Extracted records

* * * *

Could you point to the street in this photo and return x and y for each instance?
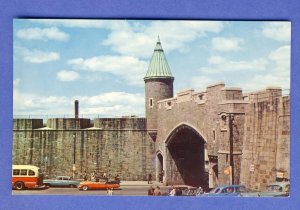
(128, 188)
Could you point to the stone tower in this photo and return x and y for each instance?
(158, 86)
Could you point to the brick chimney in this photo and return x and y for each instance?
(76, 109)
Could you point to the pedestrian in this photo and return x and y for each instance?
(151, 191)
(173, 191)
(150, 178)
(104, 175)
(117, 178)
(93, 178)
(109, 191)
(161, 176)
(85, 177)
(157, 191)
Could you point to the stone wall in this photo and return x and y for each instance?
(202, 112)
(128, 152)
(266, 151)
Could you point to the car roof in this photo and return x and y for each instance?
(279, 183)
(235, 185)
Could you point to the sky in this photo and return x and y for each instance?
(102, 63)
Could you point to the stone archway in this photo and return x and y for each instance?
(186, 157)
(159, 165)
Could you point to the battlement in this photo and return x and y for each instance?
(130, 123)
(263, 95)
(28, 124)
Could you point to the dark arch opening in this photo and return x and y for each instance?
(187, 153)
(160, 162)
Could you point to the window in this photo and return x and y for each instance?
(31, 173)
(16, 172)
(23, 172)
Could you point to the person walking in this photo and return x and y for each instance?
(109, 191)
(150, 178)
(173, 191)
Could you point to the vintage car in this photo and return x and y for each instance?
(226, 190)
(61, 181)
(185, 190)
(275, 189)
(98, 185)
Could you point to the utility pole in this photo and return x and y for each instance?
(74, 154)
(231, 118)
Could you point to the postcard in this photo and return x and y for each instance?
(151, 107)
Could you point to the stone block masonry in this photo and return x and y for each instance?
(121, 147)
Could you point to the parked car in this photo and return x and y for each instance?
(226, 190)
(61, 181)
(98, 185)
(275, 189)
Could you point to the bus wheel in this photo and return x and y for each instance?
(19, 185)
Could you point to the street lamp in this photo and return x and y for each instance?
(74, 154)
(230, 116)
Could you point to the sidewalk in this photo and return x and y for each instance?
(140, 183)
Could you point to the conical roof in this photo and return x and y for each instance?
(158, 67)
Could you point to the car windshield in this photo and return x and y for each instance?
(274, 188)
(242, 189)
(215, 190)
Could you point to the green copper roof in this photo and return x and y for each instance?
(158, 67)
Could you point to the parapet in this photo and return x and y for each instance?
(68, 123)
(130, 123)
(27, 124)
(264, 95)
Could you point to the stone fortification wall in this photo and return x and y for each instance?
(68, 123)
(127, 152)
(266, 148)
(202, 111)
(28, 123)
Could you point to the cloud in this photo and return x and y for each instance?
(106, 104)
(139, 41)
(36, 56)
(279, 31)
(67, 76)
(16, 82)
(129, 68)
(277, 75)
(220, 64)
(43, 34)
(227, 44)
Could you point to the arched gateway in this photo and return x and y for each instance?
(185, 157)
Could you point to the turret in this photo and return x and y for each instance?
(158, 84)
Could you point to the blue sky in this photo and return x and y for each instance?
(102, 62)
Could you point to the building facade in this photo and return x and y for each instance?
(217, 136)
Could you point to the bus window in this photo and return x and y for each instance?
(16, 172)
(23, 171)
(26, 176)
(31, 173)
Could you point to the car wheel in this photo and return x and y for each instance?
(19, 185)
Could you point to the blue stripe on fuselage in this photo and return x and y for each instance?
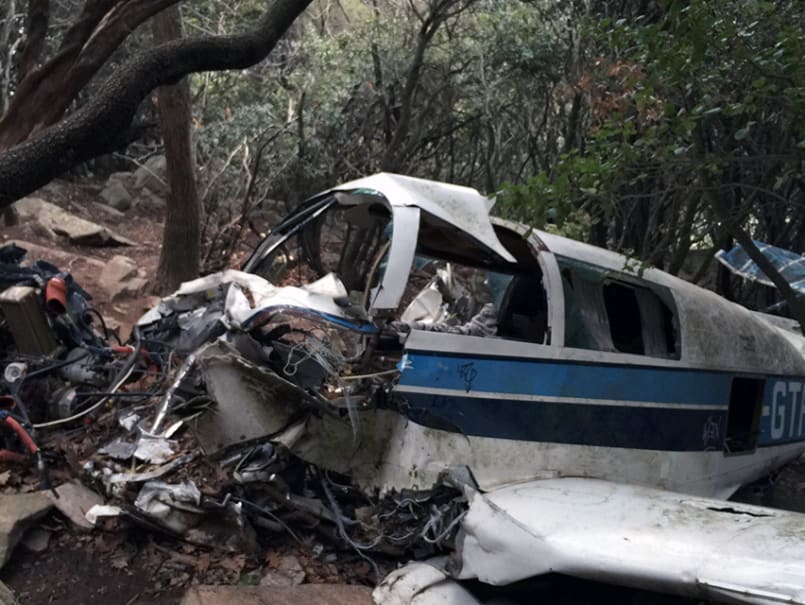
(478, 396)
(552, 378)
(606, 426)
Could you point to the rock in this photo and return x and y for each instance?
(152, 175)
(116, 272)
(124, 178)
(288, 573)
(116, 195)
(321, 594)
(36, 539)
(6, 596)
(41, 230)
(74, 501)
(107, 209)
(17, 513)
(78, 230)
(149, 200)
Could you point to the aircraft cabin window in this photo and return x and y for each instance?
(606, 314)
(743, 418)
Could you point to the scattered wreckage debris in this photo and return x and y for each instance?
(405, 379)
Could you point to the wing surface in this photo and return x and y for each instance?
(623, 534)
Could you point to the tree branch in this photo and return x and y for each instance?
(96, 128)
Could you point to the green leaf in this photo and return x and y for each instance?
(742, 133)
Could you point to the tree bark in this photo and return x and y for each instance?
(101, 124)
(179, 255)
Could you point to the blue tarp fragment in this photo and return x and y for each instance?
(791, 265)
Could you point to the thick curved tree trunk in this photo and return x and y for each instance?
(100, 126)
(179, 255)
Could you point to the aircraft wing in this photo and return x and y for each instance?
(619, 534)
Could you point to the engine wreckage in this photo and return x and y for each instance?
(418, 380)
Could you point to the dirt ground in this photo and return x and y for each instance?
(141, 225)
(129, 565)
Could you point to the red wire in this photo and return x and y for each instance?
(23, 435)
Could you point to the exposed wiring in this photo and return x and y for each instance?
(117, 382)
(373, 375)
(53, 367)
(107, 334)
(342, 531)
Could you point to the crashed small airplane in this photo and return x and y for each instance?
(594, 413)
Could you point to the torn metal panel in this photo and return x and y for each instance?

* * * *

• [THE EXERCISE]: Reproduce all the entries that precede this task, word for word, minus any pictures.

• [ANSWER FOR THIS EXERCISE]:
Could you point to the street in this photo and return x and y for each instance?
(128, 188)
Could you point to the stone tower in this photo and return x and y for each instance?
(158, 86)
Could you point to the brick chimney in this photo and return x and y for each instance?
(76, 109)
Could you point to the pedestrian in this photo and return x and y for each instance?
(151, 191)
(173, 191)
(150, 178)
(104, 175)
(117, 178)
(93, 178)
(109, 191)
(161, 176)
(85, 177)
(157, 191)
Could you point to the stone wall in this photo and return x and y for each instance?
(202, 112)
(128, 152)
(266, 151)
Could you point to the car roof in this photo and return x and y for each instance?
(279, 183)
(235, 185)
Could you point to the sky in this photo and return x and y for each instance?
(102, 63)
Could you point to the stone archway in this photo and return x and y for each instance?
(186, 157)
(159, 165)
Could you point to the battlement in this photo and return x and y for each instance?
(130, 123)
(263, 95)
(28, 124)
Could you point to the dark arch opening in this photo and return x and y for each instance?
(187, 153)
(160, 162)
Could you point to the window in this photo and return x and y for each instance?
(31, 173)
(16, 172)
(23, 172)
Could you point to the person walking in this photo and return x and y for each instance?
(109, 191)
(150, 178)
(173, 191)
Could you point to the vintage car in this photo and return x and y for each instance?
(226, 190)
(61, 181)
(185, 190)
(275, 189)
(98, 185)
Could you point to the utility pole in this photo and return x and y for each instance?
(74, 154)
(231, 118)
Could you point to the postcard in this photo and return x and y for each instance?
(151, 107)
Could you point to the stone block masonry in this photo and return x and y for each instance?
(121, 147)
Could you point to the parked car in this photo and return x and y for each instance?
(226, 190)
(61, 181)
(98, 185)
(275, 189)
Could you point to the bus wheel in this photo and return x and y for each instance?
(19, 185)
Could you point to the street lamp in this photo and return x and y for each instance?
(74, 154)
(230, 116)
Could you point to the sidewalk in this photo and return x and y for each instance?
(140, 183)
Could you point to the conical roof in this photo and return x and y for each instance?
(158, 67)
Could you point to the car windshield in this photo and return x and y for each instance?
(274, 188)
(242, 189)
(215, 190)
Could you point to the green copper roof in this photo and return x and y for each instance?
(158, 67)
Could you point to the parapet in this photo and return x and y for each instance?
(68, 123)
(130, 123)
(27, 124)
(264, 95)
Could you point to the stone fortification wall in this photo and return x and y for each instance?
(68, 123)
(127, 152)
(266, 148)
(202, 111)
(28, 123)
Could you point to the cloud in this photo and return x and y for each instance?
(106, 104)
(139, 41)
(36, 56)
(279, 31)
(67, 76)
(16, 82)
(129, 68)
(277, 75)
(220, 64)
(43, 34)
(227, 44)
Could you point to the arched gateway in this photo and return x and y for each instance?
(185, 157)
Could you point to the turret in this photo and return x and y for each instance?
(158, 84)
Could you point to the blue sky in this photo and return x and y for each instance?
(102, 62)
Could you point to the building facade in this photo and return x and y for each instance?
(217, 136)
Could you point to the bus window in this photo and return x and y for each instance?
(16, 172)
(23, 171)
(26, 176)
(31, 173)
Could you point to the car wheel in this photo and return x and y for each instance?
(19, 185)
Could you point to the blue stripe on fuselage in this photo and return x and y for each instance?
(478, 396)
(552, 378)
(606, 426)
Could you point to the rock in this photo and return x and y for each instance?
(152, 175)
(116, 272)
(124, 178)
(288, 573)
(116, 195)
(321, 594)
(36, 539)
(6, 596)
(41, 230)
(74, 501)
(107, 209)
(17, 513)
(78, 230)
(149, 200)
Could you point to the aircraft cabin window in this photo and return x and y for each instance?
(606, 314)
(743, 418)
Could you point to the scattered wreckage debris in this photo and return x and y for each instance?
(405, 379)
Could you point to the wing surface in this photo and return x and y for each instance?
(623, 534)
Could you point to the tree branch in this photo and return x and y for each instance?
(96, 128)
Could you point to the green leaf in this photo and return x and y for each instance?
(742, 133)
Could you point to the tree bark in this photo and return x and y for each instance?
(101, 124)
(179, 255)
Could you point to the blue tarp fragment in this photo and return x and y for each instance?
(791, 265)
Could you point to the thick curved tree trunk in this photo and return x and y for each instance?
(100, 126)
(179, 255)
Could you point to the aircraft wing in this photo and return x and y for each instance?
(619, 534)
Could you point to the engine wreckage in this photo and return x and y for each instance?
(418, 380)
Could you point to the dirt ground in this photo and return x and y for each instance?
(141, 225)
(129, 565)
Could you point to the red wire in this photo and return x and y for each instance?
(23, 435)
Could you point to the exposed wiring in this photo and return x and y for each instance?
(117, 382)
(373, 375)
(53, 367)
(107, 334)
(342, 531)
Could you point to the crashed small airplane in this photo and return x and y for each instance?
(594, 413)
Could you point to the torn metal panel in this photo and return x and y for each instance?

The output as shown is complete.